*INSTRUCTIONS TO FOLLOW*.
Replace "backrest" with "headrest" in each of the items below, and reproduce them otherwise unchanged.

------------------------------------------------------------

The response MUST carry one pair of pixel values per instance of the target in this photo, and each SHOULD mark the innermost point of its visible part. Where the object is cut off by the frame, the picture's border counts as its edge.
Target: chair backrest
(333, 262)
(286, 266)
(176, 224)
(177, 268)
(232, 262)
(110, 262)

------------------------------------------------------------

*RESPONSE BELOW*.
The response MUST carry one pair of pixel values per instance of the target in this photo, and each SHOULD mark the innermost point of its visible part. Where the object is cut off by the frame, the picture's border counts as its edge.
Target: chair headrest
(333, 262)
(286, 266)
(176, 224)
(177, 268)
(232, 262)
(110, 262)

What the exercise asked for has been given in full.